## [The problem]
Rewrite the lines from the first one up to and including the line with "1037 365 1152 387", scaling each returned bounding-box coordinate by 0.95 and rounding to the nearest whole number, with halves rounded up. Reproduce all other text and numbers unchanged.

## [Record list]

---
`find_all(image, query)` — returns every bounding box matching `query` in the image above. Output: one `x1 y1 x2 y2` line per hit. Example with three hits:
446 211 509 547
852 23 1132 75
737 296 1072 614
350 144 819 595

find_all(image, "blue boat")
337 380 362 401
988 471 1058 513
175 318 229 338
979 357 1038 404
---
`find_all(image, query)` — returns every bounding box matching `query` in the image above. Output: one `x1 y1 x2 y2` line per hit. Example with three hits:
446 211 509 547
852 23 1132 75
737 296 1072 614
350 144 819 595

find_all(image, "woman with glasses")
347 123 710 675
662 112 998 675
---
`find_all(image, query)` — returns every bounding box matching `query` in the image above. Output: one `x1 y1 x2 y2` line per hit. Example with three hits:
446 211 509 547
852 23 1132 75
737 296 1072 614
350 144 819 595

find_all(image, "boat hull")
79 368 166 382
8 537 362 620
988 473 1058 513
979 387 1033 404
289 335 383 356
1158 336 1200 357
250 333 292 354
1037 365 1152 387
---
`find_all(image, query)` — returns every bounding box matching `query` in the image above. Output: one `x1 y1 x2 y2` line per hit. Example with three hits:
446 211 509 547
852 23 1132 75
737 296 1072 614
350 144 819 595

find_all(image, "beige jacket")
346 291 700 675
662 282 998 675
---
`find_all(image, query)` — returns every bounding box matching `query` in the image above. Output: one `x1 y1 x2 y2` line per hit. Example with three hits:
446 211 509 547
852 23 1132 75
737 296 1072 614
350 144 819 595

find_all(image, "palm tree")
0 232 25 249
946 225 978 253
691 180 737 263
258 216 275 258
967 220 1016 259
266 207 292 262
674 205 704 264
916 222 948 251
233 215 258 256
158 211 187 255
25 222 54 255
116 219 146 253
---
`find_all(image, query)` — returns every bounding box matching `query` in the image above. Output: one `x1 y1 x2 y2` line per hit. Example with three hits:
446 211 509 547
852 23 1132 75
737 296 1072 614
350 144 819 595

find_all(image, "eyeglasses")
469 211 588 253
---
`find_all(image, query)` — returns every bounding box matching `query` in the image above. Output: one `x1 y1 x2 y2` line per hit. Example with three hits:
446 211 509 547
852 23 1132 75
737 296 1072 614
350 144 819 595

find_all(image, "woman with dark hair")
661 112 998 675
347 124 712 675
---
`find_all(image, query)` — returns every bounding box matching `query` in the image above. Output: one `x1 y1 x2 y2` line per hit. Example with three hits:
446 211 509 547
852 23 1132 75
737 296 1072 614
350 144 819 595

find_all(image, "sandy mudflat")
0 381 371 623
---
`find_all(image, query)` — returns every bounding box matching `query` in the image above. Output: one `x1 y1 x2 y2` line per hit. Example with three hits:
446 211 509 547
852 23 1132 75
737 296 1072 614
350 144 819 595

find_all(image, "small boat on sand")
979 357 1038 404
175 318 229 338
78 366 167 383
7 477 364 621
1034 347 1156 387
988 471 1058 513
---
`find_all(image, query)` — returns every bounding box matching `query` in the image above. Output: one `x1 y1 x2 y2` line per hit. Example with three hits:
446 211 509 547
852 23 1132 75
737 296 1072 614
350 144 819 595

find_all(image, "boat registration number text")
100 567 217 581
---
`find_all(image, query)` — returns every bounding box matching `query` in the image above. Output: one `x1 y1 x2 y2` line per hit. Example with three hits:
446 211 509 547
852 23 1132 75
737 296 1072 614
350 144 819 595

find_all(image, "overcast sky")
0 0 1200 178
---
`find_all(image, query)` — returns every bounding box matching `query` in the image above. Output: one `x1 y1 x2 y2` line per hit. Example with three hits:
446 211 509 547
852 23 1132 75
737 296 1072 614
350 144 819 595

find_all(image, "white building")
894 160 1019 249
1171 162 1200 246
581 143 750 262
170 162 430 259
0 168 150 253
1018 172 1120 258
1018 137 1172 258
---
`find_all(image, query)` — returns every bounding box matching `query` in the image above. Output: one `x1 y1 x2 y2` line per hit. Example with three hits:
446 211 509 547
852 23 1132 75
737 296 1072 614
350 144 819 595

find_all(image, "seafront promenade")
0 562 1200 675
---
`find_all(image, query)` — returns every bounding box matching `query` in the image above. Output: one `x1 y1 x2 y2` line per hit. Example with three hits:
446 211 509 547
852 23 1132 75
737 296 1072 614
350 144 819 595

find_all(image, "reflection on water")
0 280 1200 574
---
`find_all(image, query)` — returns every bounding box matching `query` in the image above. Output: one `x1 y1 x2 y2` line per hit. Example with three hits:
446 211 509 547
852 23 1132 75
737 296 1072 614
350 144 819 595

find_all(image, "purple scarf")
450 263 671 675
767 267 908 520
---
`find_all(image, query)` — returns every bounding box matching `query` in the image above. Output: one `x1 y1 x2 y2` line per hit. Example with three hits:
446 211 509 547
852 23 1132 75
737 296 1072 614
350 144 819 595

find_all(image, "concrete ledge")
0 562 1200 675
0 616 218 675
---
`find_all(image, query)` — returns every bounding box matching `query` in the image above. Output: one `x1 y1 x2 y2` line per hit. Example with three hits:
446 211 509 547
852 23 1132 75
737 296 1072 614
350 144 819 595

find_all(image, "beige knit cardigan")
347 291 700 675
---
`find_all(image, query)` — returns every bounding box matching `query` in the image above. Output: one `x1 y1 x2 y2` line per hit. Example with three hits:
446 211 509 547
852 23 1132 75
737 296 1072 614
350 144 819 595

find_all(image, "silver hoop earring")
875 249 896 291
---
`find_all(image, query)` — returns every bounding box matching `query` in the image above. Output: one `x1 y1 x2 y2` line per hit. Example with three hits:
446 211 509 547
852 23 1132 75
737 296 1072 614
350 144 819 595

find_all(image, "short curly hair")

## [Task result]
---
`find_all(image, query)` — returns every bounding box matching `query` in the image above. Output: one `x1 y1 x2 y2` line per hit. Example with three hits:
446 211 509 547
852 23 1132 75
737 296 1072 614
350 144 819 595

find_all(image, "blue boat")
320 361 344 381
939 447 1005 487
166 302 218 321
930 339 986 384
---
`find_all(image, query)` — returns every bounding box matching `query` in the image above. Output: one `x1 y1 x2 y2` line per hit. Example with three hits:
446 211 509 547
852 23 1132 75
737 296 1072 614
350 144 819 595

find_all(image, "woman with glasses")
330 117 675 641
629 106 948 641
---
`find_all(image, query)` — returns every bounding box matching `query` in the image above. Output: one `x1 y1 x2 y2` line per hit. Example with three hits:
446 211 509 547
852 23 1132 75
737 296 1072 614
350 144 819 595

find_all(image, "boat hull")
75 350 158 363
8 510 344 589
939 449 1005 487
930 368 981 384
275 318 364 338
1100 319 1140 339
238 316 277 336
985 347 1094 368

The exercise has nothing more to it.